• [Document]:
Bug 826425

Summary: [NetApp 5.7 z- KVM Bug] Host Loss seen on Qlogic FC SAN Booted LUN.
Product: Red Hat Enterprise Linux 5 Reporter: Ranjan <ranjan.kumar>
Component: device-mapper-multipathAssignee: Ben Marzinski <bmarzins>
Status: CLOSED INSUFFICIENT_DATA QA Contact: Storage QE <storage-qe>
Severity: high Docs Contact:
Priority: unspecified    
Version: 5.7CC: agk, bdonahue, bmarzins, bmr, dwysocha, heinzm, jwest, msnitzer, prajnoha, prockai, xdl-redhat-bugzilla, zkabelac
Target Milestone: rc   
Target Release: ---   
Hardware: x86_64   
OS: Linux   
Whiteboard:
Fixed In Version: Doc Type: Bug Fix
Doc Text:
Story Points: ---
Clone Of: Environment:
Last Closed: 2014-02-06 19:26:09 UTC Type: Bug
Regression: --- Mount Type: ---
Documentation: --- CRM:
Verified Versions: Category: ---
oVirt Team: --- RHEL 7.3 requirements from Atomic Host:
Cloudforms Team: --- Target Upstream Version:
Embargoed:

Description Ranjan 2012-05-30 07:37:57 UTC
Description of problem:

A SAN Booted RHEL 5.7z-KVM host, with its root LUN mapped to NetApp Storage array over FC, hangs during IO with fabric faults. 
When the host hangs, no network service (ssh/telnet/rsh) is operational. Multiple kernel messages logged in syslog reporting about CPU lock-ups (soft lockup - CPU#10 stuck for X seconds) on different processes like quemu-kvm,multipathd,kjournald etc

Version-Release number of selected component (if applicable):
Host Kernel : 2.6.18-274.18.1.el5
Multipath (device-mapper-multipath-0.4.7-46.el5)
LVM2 (lvm2-2.02.84-6.el5)
HBA : Qlogic 2562
Driver : 8.03.07.03.05.07-k 
Firmware : 5.03.16 (95)

How reproducible:
frequently.

Steps to Reproduce:
1. Map 40 LUNs (with 4 FC paths each, i.e, 160 SCSI devices) from controllers
and configure multipath devices on the host.
2.Create 10 LVs on the dm-multipath devices.
3.Create 4 VMs on 4 LVs. And map rest of the LVs to the VMs.
4.Start IO to the LVs and Introduce fabric faults repeatedly.

  
Actual results:
Hypervisor hangs.

Expected results:
Should not hang.

• [Set exercise a]:
Show each line in the listing that contains the word "wooden".
The bug report and the listing have nothing to do with each other.

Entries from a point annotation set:

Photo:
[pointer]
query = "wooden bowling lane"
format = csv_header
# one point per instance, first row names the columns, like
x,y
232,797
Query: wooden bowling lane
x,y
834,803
--
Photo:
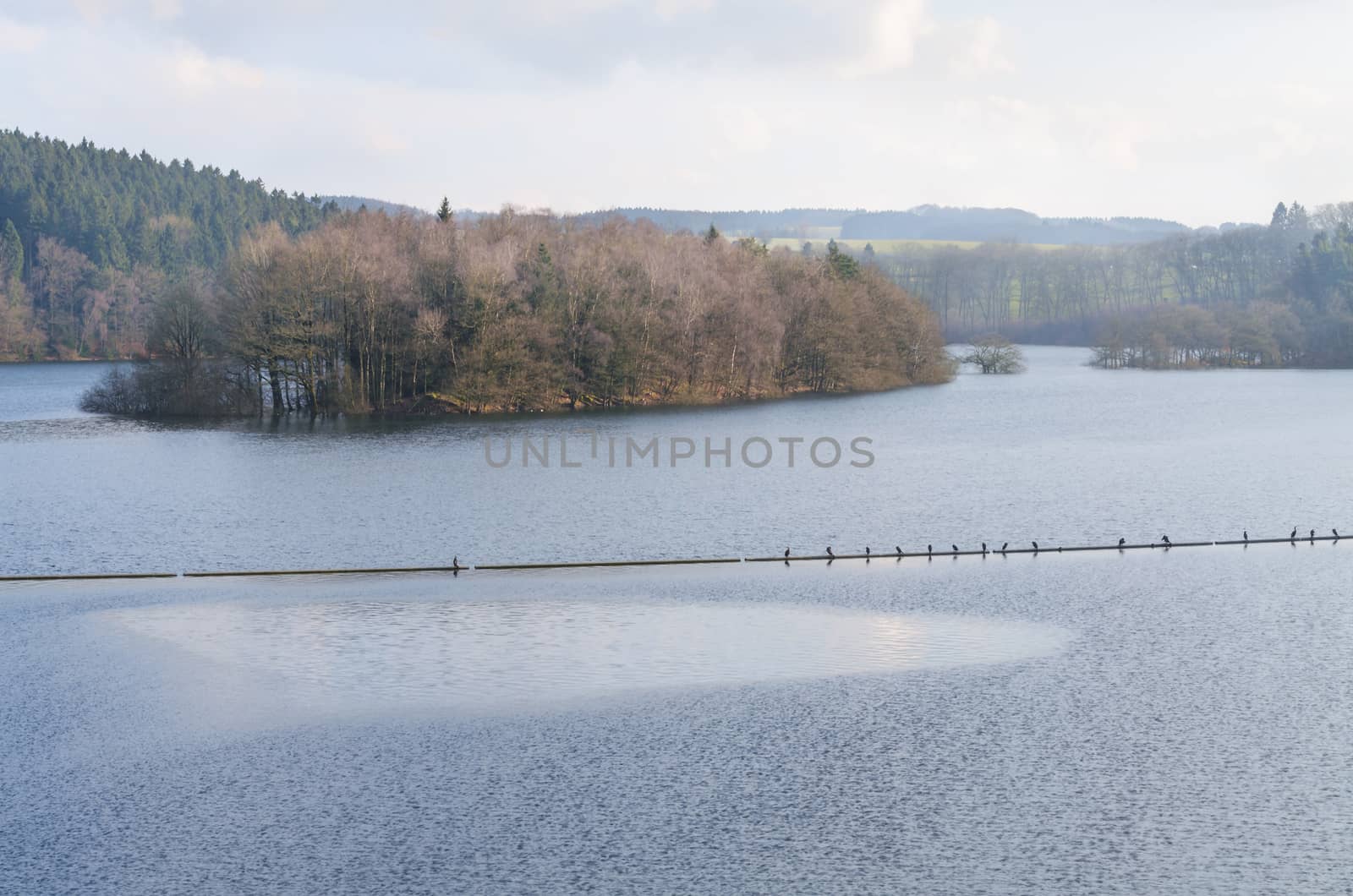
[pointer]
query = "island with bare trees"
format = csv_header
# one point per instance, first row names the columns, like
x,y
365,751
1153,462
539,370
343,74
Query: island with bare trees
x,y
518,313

• [Set exercise b]:
In the bug report, how many LUNs are mapped from the controllers in the first step to reproduce the problem?

• [Exercise response a]:
query = "wooden bowling lane"
Query: wooden bowling lane

• [Exercise response b]:
40 LUNs, with 4 FC paths each.